Set exercise: Change "porch column" to "porch pillar" in everything from the line that contains "Given the image above, detect the white porch column." down to the line that contains "xmin=442 ymin=185 xmax=450 ymax=238". Give back only those lines, with nothing else altered.

Provided records:
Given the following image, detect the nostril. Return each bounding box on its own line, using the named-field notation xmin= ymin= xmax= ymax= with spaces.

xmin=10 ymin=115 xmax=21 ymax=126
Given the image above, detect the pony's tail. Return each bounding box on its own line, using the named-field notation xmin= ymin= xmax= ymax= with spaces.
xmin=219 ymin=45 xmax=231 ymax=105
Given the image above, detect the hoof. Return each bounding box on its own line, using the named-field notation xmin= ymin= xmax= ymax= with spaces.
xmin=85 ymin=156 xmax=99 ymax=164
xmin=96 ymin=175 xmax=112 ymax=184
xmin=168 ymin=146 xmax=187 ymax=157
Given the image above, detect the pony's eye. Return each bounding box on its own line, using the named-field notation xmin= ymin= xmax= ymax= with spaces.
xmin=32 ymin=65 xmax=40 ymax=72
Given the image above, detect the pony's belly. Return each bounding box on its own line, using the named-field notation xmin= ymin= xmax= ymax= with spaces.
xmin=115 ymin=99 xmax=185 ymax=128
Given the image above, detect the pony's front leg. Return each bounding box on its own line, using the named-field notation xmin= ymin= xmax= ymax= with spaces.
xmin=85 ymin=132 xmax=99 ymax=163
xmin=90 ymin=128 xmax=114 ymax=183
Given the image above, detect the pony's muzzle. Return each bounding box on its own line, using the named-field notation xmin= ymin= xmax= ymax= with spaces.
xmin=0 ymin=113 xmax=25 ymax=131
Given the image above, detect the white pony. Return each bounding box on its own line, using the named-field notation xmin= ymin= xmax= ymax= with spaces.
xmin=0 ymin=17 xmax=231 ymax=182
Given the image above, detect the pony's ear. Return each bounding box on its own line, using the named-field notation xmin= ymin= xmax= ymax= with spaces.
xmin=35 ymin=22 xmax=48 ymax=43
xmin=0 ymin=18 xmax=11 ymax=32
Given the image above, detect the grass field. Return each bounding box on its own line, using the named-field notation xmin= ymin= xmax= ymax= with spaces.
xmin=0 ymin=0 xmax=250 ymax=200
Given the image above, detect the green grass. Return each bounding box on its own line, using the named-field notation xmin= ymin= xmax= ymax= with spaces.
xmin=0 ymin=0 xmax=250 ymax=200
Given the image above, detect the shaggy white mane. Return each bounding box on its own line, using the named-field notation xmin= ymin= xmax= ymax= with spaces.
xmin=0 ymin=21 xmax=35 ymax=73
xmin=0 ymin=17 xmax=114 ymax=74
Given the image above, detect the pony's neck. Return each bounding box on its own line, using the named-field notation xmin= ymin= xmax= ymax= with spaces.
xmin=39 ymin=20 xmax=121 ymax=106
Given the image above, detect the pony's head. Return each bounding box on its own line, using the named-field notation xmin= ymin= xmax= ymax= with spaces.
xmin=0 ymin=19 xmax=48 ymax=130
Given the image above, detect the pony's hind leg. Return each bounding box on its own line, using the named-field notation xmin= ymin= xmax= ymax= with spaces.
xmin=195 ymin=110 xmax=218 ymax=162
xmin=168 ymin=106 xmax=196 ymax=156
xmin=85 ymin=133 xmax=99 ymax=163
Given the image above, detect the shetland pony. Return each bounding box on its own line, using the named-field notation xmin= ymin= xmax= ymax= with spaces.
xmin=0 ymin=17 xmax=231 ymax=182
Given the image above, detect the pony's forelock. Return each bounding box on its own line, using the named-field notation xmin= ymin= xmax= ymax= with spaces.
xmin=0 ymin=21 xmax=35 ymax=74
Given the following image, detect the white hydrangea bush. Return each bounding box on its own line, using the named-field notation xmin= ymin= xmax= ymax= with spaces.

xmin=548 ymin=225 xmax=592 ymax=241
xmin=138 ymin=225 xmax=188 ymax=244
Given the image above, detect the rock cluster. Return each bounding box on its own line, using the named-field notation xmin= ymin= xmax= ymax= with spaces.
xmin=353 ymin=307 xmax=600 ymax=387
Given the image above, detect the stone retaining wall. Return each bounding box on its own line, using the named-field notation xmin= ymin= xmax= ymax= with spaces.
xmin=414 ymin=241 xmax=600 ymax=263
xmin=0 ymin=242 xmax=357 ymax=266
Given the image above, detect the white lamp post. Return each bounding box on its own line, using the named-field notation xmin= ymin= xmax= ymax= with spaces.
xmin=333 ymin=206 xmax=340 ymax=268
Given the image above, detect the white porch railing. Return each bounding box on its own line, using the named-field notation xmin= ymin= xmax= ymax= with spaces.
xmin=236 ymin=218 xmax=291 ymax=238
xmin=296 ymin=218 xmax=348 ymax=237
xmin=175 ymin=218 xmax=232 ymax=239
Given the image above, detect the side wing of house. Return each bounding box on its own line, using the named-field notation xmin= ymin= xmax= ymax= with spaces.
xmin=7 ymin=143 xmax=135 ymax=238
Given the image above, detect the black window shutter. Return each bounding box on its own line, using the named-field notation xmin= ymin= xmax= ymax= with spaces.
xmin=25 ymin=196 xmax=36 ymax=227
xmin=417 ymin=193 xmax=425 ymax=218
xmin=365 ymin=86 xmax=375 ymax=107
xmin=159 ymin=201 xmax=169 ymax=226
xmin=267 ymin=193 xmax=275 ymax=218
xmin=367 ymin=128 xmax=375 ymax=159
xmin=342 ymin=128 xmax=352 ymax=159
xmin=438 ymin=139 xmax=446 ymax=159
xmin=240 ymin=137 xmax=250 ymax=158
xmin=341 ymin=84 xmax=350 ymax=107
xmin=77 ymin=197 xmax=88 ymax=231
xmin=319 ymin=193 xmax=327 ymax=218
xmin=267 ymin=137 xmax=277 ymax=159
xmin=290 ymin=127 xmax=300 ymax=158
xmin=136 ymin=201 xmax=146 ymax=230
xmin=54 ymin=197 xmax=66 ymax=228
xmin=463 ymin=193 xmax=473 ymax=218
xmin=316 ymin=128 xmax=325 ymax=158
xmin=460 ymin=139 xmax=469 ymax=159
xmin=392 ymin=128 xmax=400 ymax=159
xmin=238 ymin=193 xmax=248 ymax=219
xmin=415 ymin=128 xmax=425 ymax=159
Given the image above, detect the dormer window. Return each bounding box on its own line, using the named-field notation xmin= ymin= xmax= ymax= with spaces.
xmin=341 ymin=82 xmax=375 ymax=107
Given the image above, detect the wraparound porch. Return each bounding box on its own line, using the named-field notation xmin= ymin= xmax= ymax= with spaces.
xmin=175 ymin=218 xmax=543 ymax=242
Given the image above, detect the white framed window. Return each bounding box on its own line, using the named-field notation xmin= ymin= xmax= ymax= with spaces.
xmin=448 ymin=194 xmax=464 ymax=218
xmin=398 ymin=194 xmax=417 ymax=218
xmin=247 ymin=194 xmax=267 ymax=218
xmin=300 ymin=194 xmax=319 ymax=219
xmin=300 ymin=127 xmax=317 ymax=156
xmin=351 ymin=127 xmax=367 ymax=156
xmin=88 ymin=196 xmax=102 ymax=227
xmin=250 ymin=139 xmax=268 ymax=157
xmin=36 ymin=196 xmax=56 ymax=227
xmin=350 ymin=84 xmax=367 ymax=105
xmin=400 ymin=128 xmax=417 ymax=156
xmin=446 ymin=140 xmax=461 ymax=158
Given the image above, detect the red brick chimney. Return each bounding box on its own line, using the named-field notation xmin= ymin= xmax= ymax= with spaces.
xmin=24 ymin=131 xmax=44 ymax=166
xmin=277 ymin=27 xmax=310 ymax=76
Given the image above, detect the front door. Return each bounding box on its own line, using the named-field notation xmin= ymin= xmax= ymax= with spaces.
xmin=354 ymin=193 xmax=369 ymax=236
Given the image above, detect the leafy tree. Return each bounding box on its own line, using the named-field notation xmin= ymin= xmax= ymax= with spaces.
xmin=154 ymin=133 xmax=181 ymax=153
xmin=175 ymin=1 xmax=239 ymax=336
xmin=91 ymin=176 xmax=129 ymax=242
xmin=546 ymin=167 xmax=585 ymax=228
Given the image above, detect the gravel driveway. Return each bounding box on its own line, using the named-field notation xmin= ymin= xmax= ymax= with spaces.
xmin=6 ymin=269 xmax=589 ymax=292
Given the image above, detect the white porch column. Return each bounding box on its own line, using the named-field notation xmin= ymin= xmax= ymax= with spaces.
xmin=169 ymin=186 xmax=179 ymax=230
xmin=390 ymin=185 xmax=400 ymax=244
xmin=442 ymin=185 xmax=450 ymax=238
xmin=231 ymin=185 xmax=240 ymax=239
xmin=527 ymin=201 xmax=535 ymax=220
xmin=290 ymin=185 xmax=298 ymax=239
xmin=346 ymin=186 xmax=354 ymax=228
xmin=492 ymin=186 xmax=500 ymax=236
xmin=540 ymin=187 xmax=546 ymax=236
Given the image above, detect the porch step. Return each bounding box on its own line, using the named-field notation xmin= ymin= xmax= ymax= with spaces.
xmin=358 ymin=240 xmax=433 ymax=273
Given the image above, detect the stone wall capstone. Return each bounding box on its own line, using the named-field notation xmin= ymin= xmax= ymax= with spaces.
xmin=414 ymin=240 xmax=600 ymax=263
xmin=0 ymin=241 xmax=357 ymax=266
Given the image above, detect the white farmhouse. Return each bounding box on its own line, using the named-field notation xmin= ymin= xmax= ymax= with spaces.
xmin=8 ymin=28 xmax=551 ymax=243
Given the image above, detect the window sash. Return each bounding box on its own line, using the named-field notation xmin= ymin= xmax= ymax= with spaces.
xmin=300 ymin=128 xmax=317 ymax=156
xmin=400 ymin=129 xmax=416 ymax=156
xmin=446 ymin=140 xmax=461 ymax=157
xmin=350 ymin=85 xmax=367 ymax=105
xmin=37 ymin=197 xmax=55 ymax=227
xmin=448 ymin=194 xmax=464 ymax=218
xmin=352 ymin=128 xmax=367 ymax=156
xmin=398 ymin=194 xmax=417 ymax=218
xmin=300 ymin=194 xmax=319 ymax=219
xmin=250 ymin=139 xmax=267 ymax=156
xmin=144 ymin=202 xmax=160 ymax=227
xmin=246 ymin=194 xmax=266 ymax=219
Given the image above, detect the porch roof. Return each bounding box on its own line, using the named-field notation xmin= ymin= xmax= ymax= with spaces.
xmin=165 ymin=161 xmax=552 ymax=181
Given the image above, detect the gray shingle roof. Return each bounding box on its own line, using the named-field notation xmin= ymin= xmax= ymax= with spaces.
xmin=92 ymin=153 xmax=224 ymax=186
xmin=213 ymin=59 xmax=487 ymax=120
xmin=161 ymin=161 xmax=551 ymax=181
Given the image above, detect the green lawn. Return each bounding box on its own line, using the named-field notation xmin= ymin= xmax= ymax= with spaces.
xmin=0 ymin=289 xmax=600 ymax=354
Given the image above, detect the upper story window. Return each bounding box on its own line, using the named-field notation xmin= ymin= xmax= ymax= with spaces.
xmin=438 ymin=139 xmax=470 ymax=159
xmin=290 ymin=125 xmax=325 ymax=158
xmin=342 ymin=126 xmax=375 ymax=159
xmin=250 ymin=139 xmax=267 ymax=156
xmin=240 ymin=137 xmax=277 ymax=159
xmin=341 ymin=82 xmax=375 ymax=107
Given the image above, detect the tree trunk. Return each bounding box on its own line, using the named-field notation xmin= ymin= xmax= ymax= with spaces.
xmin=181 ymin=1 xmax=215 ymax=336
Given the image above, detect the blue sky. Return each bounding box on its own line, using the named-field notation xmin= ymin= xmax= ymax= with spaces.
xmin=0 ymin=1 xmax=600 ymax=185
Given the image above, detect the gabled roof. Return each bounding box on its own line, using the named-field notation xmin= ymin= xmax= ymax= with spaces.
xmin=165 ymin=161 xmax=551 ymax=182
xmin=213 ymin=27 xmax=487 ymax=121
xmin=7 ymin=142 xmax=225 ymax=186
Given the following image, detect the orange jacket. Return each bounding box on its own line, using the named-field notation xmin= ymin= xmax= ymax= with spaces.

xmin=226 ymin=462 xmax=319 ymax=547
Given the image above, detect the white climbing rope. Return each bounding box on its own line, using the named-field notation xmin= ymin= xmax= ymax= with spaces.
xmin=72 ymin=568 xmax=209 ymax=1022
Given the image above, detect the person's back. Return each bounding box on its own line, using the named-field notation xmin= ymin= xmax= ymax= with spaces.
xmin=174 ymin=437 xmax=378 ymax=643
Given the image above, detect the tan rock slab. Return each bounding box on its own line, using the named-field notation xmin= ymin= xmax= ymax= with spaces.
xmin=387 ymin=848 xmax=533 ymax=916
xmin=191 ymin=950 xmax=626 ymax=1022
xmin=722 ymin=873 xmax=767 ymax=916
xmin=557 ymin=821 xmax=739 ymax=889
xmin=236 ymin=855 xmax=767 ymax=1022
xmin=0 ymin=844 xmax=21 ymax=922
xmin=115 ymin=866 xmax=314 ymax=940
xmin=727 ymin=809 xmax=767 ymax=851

The result:
Given the image above, detect the white porch pillar. Return each bounding box on its own line, using the named-field notation xmin= ymin= xmax= ymax= with spaces.
xmin=169 ymin=186 xmax=179 ymax=230
xmin=390 ymin=185 xmax=400 ymax=244
xmin=442 ymin=185 xmax=450 ymax=238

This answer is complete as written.